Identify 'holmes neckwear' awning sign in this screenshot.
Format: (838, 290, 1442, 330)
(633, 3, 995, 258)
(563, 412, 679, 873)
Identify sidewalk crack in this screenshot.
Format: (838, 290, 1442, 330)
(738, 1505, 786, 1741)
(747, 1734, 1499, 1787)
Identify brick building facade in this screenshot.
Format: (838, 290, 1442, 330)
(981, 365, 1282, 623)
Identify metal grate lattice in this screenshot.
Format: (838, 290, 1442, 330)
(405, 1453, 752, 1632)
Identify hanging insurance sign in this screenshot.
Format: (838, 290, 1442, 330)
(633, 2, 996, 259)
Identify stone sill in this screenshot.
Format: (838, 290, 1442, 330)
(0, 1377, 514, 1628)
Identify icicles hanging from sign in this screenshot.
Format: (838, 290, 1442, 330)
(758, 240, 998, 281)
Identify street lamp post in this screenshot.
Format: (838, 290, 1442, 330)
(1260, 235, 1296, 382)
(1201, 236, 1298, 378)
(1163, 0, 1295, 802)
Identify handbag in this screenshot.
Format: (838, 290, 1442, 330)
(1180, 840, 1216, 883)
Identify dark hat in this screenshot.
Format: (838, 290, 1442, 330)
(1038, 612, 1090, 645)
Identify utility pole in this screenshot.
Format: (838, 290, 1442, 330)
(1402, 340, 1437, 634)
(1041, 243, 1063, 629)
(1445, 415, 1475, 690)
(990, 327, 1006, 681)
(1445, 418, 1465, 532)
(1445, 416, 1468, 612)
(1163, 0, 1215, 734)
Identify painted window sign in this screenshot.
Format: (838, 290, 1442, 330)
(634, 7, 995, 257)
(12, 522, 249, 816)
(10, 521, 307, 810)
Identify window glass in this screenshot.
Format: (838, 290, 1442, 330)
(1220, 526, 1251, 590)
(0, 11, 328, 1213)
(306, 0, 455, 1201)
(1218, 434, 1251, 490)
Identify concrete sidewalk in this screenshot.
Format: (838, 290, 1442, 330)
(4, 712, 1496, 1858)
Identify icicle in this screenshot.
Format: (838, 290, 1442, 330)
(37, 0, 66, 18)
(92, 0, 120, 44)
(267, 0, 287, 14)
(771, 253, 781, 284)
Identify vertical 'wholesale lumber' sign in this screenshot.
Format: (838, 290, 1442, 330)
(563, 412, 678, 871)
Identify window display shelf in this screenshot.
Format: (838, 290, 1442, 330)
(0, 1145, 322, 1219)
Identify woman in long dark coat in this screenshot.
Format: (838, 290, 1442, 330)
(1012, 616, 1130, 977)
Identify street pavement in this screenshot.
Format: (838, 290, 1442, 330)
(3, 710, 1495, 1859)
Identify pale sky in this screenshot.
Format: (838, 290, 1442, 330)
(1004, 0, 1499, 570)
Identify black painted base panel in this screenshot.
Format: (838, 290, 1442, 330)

**Problem to work on**
Would you reproduce, word for word, the lines from the one holding "Identify street pavement in this screenshot." through the final line of the entries, both included?

**Answer box**
Identify street pavement in this screenshot.
Format: (838, 290, 1442, 330)
(3, 710, 1495, 1859)
Identify pale sky in this screenshot.
Format: (838, 290, 1442, 330)
(1004, 0, 1499, 570)
Identify black painted base panel in this screenshot.
Format: (838, 290, 1442, 330)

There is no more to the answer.